(Pointing dataset records)

....................

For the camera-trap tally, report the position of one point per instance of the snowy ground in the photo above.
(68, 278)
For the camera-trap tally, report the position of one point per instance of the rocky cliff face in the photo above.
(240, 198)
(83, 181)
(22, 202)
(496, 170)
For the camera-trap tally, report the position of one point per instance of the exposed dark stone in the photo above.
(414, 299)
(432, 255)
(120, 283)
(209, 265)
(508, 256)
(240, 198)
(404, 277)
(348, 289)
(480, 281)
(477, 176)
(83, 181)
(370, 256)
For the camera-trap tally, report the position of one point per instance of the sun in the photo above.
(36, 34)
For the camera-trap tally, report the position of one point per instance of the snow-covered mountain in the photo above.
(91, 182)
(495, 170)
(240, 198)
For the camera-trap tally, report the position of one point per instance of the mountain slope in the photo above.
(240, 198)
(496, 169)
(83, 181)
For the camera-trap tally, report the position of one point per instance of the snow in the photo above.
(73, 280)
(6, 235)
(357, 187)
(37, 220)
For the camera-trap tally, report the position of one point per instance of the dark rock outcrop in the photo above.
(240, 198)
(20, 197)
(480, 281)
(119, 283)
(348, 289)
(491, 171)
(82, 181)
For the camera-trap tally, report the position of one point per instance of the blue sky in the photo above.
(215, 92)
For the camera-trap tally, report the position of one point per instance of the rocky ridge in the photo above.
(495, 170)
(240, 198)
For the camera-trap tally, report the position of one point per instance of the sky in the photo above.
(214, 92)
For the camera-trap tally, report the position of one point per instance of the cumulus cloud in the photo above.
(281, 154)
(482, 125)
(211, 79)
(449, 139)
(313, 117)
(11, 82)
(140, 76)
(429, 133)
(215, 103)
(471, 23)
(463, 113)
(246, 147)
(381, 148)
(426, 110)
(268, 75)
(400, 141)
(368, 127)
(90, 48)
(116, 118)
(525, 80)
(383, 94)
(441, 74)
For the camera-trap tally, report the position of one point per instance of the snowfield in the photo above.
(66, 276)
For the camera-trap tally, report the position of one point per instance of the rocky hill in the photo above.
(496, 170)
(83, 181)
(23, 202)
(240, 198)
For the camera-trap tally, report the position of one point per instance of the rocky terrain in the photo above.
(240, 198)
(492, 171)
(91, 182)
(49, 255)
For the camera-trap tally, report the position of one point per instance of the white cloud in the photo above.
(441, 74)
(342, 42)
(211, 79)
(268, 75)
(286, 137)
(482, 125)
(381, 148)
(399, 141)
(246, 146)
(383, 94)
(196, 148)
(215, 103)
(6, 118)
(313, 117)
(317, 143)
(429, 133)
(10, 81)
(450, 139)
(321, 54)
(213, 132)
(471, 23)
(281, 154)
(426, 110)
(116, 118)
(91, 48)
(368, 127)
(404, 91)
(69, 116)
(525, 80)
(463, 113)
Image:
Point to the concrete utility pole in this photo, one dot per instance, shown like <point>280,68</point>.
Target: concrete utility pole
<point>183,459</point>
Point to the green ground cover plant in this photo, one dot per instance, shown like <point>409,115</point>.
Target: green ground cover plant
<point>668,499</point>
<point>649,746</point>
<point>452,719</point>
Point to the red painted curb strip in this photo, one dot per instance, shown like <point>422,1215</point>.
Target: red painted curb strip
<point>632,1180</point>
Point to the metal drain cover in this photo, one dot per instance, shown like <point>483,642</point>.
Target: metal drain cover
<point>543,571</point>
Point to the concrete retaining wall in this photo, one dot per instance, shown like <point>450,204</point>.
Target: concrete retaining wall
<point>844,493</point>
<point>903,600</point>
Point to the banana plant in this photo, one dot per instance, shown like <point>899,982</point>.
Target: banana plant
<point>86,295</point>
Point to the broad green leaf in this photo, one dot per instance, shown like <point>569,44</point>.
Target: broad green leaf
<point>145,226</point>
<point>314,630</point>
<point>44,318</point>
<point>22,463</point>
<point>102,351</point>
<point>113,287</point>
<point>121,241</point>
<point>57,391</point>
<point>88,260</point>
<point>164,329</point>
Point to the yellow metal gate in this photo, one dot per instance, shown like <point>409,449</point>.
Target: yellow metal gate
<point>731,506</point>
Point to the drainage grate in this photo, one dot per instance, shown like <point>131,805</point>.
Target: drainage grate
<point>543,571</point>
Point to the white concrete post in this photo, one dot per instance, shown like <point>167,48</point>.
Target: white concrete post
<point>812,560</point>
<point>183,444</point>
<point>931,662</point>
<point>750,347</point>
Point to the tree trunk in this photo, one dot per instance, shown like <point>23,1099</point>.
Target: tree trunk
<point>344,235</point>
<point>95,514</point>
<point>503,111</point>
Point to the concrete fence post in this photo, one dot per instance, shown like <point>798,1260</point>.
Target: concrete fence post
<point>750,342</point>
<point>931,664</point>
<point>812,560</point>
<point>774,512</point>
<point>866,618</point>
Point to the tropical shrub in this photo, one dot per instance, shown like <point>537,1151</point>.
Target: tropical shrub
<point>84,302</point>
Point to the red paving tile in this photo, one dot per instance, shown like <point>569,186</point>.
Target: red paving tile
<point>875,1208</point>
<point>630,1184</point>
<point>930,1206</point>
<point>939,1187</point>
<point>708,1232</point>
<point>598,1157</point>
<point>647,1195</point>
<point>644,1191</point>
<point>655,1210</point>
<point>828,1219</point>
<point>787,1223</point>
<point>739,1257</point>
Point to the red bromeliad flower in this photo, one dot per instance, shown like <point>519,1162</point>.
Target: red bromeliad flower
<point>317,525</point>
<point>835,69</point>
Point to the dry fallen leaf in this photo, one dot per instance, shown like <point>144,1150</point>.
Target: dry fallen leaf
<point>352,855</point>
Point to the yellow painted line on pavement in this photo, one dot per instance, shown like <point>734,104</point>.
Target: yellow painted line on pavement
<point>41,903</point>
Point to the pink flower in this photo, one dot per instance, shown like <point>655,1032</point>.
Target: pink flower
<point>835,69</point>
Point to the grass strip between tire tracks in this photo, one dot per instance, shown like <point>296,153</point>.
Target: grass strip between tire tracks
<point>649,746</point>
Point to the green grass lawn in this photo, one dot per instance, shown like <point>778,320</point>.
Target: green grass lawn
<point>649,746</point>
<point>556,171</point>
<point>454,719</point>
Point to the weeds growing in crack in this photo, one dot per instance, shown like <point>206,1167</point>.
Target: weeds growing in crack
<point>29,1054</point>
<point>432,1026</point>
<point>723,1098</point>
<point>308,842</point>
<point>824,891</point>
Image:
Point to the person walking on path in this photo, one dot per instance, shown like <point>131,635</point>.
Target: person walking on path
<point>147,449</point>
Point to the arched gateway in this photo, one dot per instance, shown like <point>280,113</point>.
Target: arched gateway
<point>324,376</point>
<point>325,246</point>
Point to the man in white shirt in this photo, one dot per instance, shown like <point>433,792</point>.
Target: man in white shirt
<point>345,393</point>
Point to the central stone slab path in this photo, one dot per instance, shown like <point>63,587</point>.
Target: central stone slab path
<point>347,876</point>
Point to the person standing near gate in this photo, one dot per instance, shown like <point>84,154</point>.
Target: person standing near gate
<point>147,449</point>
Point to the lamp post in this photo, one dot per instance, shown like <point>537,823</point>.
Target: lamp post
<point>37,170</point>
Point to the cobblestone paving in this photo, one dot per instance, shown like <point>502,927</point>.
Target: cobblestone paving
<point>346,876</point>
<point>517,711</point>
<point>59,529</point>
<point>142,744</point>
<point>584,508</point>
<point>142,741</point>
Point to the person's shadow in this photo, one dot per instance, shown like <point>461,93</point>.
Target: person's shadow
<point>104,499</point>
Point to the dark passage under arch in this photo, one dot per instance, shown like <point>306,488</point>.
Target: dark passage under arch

....................

Please copy out all the items above again, switching each occurrence of "photo" to "image" and leaving everything else unchanged.

For the camera-trap tally, report the position of one point per instance of the snowy ground in the image above.
(68, 278)
For the camera-trap tally, report the position of one point per instance of the rocky cliff face in the image above.
(240, 198)
(83, 181)
(22, 202)
(496, 170)
For the camera-trap tally, report the position of one point per instance of the exposed dark stone in the image above.
(414, 299)
(432, 255)
(120, 283)
(209, 265)
(508, 256)
(240, 198)
(404, 277)
(348, 289)
(480, 281)
(477, 176)
(83, 181)
(370, 256)
For the camera-trap tally, report the position of one point per instance of the sun in the image above.
(36, 34)
For the camera-trap tally, report the position of one point per instance of the snow-covered mountain in the image above.
(91, 182)
(495, 170)
(240, 198)
For the camera-trap tally, report the position of one point per instance of the mountain slope in the image above.
(240, 198)
(496, 169)
(83, 181)
For the camera-trap tally, report the position of one point per instance of the snow in the image above.
(73, 280)
(6, 235)
(357, 187)
(37, 220)
For the camera-trap tally, report the position of one point per instance of the dark rock outcrop in the image above.
(240, 198)
(20, 197)
(480, 281)
(119, 283)
(348, 289)
(491, 171)
(82, 181)
For the camera-trap tally, report the position of one point per instance of the blue sky in the image above.
(215, 92)
For the camera-trap tally, report the position of one point per instance of the rocky ridge in the image above.
(495, 170)
(240, 198)
For the camera-trap tally, report the position of one point per instance of the sky in the image above.
(214, 92)
For the camera-trap tally, report the position of one point per instance of the cumulus cloud in the image above.
(281, 154)
(482, 125)
(211, 79)
(449, 139)
(313, 117)
(11, 82)
(140, 76)
(429, 133)
(215, 103)
(471, 23)
(463, 113)
(246, 147)
(381, 148)
(426, 110)
(268, 75)
(400, 141)
(368, 127)
(90, 48)
(116, 118)
(525, 80)
(383, 94)
(441, 74)
For the camera-trap tally, report the position of one point per instance of the snowfield in the image above.
(66, 276)
For the camera-trap tally, report the position of one point per instance of the rocky hill in the image above.
(496, 170)
(83, 181)
(23, 202)
(240, 198)
For the camera-trap tally, report the position of one point per instance of the rocky terrain in the image above.
(240, 198)
(492, 171)
(91, 182)
(49, 255)
For the camera-trap tally, report the position of one point per instance of the white cloud in the image above.
(441, 74)
(342, 42)
(211, 79)
(268, 75)
(286, 137)
(482, 125)
(381, 148)
(399, 141)
(246, 146)
(383, 94)
(196, 148)
(215, 103)
(6, 118)
(313, 117)
(317, 143)
(429, 133)
(10, 81)
(450, 139)
(321, 54)
(213, 132)
(471, 23)
(281, 154)
(426, 110)
(116, 118)
(91, 48)
(368, 127)
(404, 91)
(69, 116)
(525, 80)
(463, 113)
Image:
Point to the concrete utility pole in this image, one dot per instance, shown like <point>280,68</point>.
Target: concrete utility pole
<point>183,459</point>
Point to the green ground cover plant in this image, one dot per instance, shown like <point>409,115</point>.
Target: green ground cover plant
<point>668,499</point>
<point>649,746</point>
<point>452,719</point>
Point to the red painted curb strip in this image, one dot per instance, shown like <point>422,1215</point>.
Target: red painted curb strip
<point>632,1180</point>
Point to the metal drain cover in this image, one dot per instance, shown like <point>483,642</point>.
Target: metal drain cover
<point>543,571</point>
Point to the concrete retaining wall in this image, one dot per instance, shown like <point>450,204</point>.
Target: concrete retaining wall
<point>844,493</point>
<point>903,600</point>
Point to the banana plant in this image, one dot per instance, shown like <point>899,982</point>.
Target: banana plant
<point>86,295</point>
Point to the broad green leaf in this image, one dot per instance, shown like <point>569,44</point>.
Target: broad green leaf
<point>145,226</point>
<point>314,630</point>
<point>44,318</point>
<point>22,463</point>
<point>102,351</point>
<point>113,287</point>
<point>121,241</point>
<point>57,391</point>
<point>88,260</point>
<point>164,329</point>
Point to the yellow metal gate in this image, one dot per instance, shown like <point>409,449</point>.
Target: yellow metal gate
<point>731,506</point>
Point to the drainage grate in this image, one dot per instance, shown like <point>131,805</point>.
Target: drainage grate
<point>543,571</point>
Point to the white concrete post in this image, one dot per instance, shown like <point>167,48</point>.
Target: white concrete post
<point>812,560</point>
<point>183,444</point>
<point>931,662</point>
<point>750,347</point>
Point to the tree trunk in this image, one dot per instance, shown like <point>23,1099</point>.
Target: tree trunk
<point>344,235</point>
<point>95,514</point>
<point>503,111</point>
Point to the concrete fence post in this image, one dot per instance, shown like <point>798,1260</point>.
Target: concrete fence post
<point>750,342</point>
<point>931,664</point>
<point>812,560</point>
<point>774,512</point>
<point>866,618</point>
Point to the tropical shrub in this image, one dot per instance, shown like <point>537,1151</point>.
Target: tropical shrub
<point>84,302</point>
Point to the red paving tile in this image, one dot per instance, shown like <point>569,186</point>.
Target: red paving tile
<point>875,1208</point>
<point>630,1184</point>
<point>930,1206</point>
<point>939,1187</point>
<point>708,1232</point>
<point>598,1157</point>
<point>647,1195</point>
<point>644,1191</point>
<point>655,1210</point>
<point>828,1219</point>
<point>787,1223</point>
<point>739,1257</point>
Point to the red bromeliad flower in this image, one dot per instance, shown like <point>519,1162</point>.
Target: red bromeliad flower
<point>317,525</point>
<point>835,69</point>
Point to the dry fallen leaf in this image, one dot per instance, shown like <point>144,1150</point>.
Target: dry fallen leaf
<point>352,855</point>
Point to the yellow painted line on pavement in this image, one dot per instance, shown like <point>734,104</point>.
Target: yellow painted line on pavement
<point>41,903</point>
Point to the pink flower in this image, one dot per instance, shown like <point>655,1032</point>.
Target: pink flower
<point>835,69</point>
Point to the grass strip between tire tracks in this image, one dot per instance, shown like <point>296,153</point>.
Target: grass strip between tire tracks
<point>649,746</point>
Point to the green grass lawn in this image, one dot per instance, shown like <point>778,320</point>.
Target: green grass lawn
<point>649,746</point>
<point>556,171</point>
<point>454,719</point>
Point to the weeds growing in crack in this image, one dot per instance, shown like <point>206,1167</point>.
Target: weeds growing in crack
<point>29,1054</point>
<point>432,1026</point>
<point>723,1098</point>
<point>308,842</point>
<point>824,891</point>
Image:
Point to the person walking on path in this image, one dot per instance, shown like <point>131,635</point>.
Target: person walking on path
<point>147,449</point>
Point to the arched gateway in this image, one dot per instance, shown like <point>280,113</point>.
Target: arched gateway
<point>324,376</point>
<point>325,246</point>
Point to the man in white shirt in this image, one dot per instance, shown like <point>433,792</point>.
Target: man in white shirt
<point>345,393</point>
Point to the central stone slab path in this image, one dot per instance, shown like <point>63,587</point>.
Target: central stone slab path
<point>347,876</point>
Point to the person standing near gate in this image, one dot per instance, shown like <point>84,154</point>.
Target: person standing near gate
<point>147,449</point>
Point to the lamp post in this image, one dot per instance, shown like <point>537,823</point>.
Target: lamp post
<point>37,170</point>
Point to the cobblestone paving in this image, one dot per instance, shown like <point>502,927</point>.
Target: cobblestone paving
<point>346,876</point>
<point>517,711</point>
<point>59,529</point>
<point>142,744</point>
<point>584,508</point>
<point>142,741</point>
Point to the person's shadow in this image, one dot per instance, shown like <point>461,93</point>.
Target: person's shadow
<point>104,499</point>
Point to the dark passage under arch in this image, one dot per instance, shown like <point>306,488</point>.
Target: dark passage under arch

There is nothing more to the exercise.